##### THE DATA

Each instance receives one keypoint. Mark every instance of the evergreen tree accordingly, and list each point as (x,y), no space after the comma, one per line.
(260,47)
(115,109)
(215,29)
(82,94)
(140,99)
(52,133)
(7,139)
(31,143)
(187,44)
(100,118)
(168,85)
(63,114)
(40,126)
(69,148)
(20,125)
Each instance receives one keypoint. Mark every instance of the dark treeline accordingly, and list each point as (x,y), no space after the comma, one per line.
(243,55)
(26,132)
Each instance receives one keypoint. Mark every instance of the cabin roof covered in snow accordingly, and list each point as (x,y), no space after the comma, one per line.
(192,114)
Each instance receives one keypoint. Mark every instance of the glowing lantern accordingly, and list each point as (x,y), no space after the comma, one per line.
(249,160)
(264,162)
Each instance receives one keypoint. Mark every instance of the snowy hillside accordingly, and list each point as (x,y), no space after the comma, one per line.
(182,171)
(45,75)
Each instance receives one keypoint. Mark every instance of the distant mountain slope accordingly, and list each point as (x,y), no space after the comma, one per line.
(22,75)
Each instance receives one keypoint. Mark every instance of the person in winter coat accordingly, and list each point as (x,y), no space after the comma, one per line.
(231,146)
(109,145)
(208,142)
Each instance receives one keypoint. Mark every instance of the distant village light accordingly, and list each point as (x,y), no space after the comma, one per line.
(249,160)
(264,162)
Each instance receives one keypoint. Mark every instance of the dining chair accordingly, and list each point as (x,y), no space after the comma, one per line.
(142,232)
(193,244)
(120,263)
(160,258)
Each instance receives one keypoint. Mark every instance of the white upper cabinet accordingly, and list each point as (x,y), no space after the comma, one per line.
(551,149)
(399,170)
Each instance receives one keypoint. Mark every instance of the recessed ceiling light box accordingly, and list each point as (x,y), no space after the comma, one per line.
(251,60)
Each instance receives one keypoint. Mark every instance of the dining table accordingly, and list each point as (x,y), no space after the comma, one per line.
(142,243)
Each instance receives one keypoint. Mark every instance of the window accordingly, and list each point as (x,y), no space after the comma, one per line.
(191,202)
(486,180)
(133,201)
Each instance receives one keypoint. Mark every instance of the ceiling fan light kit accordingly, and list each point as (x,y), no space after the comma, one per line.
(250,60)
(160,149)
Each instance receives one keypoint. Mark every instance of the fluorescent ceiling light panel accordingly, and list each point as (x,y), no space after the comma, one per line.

##########

* _WHAT IS REQUIRED_
Print the records above in full, exactly.

* _SOLUTION TO THIS TASK_
Each instance receives one keypoint. Mark every instance of the evergreen tree accordingly, and list each point as (x,y), no space after the comma, one per line.
(260,47)
(115,109)
(215,29)
(82,94)
(140,99)
(52,133)
(7,139)
(31,143)
(187,44)
(100,118)
(168,85)
(63,114)
(40,126)
(69,148)
(20,125)
Each instance receives one keypoint. Mark every instance of the dark treeline accordingly, and list each point as (x,y), no space after the comma, one per line.
(243,55)
(26,132)
Each instance receives one keypoint. Mark every instance of the cabin roof covered in snow accordingly, and list each point as (x,y), no space after the comma, one per line.
(192,114)
Each instance receives one keypoint. Mark every instance of the glowing lantern accordingly, and list each point as (x,y), no space after the comma, one per line.
(249,160)
(264,162)
Each instance receives one keypoint. Mark every instance of the snowy hillside accordingly, and list each point as (x,y), no space after the comma, one per line.
(182,171)
(45,75)
Each instance receives one keypoint. Mark every instance of the distant mountain slope accordingly, and list each point as (x,y), no space after the comma, one per line.
(22,75)
Each instance receives one keypoint. Mark every instance of the person in winter coat accordingly, and list each point as (x,y), no space after the comma, one per line.
(231,146)
(109,145)
(208,142)
Each instance receives one keypoint. Mark every instance of the distant village light accordingly, and list each point as (x,y), no space after the comma, one per line.
(249,160)
(264,162)
Each instance receives one keypoint. Mark every instance of the dining chair accordingly, and list each point as (x,y), no space after the comma, one per line.
(142,232)
(193,244)
(120,263)
(160,258)
Each instance receives one keypoint. Mark every instance of the white upper cabinet accordingly, and list each point as (x,y), no space after the comma, one per line.
(551,149)
(399,170)
Each instance receives one keypoint. Mark every instance of the recessed ceiling light box accordingly, and list each point as (x,y), no space after the comma, one per line.
(251,60)
Each instance receives one keypoint. Mark every instance of the dining table accordingly, and list each point as (x,y), no space after the comma, one per line.
(142,243)
Each instance receives one keypoint. Mark every instance of the window accordingly, and list each point as (x,y), no space after the comma, one per line.
(191,202)
(486,180)
(133,201)
Each instance receives one keypoint. Mark every instance of the ceiling fan light kit accordingly, and list each point as (x,y), no space after the comma, one per line.
(250,60)
(160,149)
Each instance receives one keypoint. Mark every instance of the fluorescent ceiling light panel accordingly, and list each point as (x,y), no space after the comma, one per line.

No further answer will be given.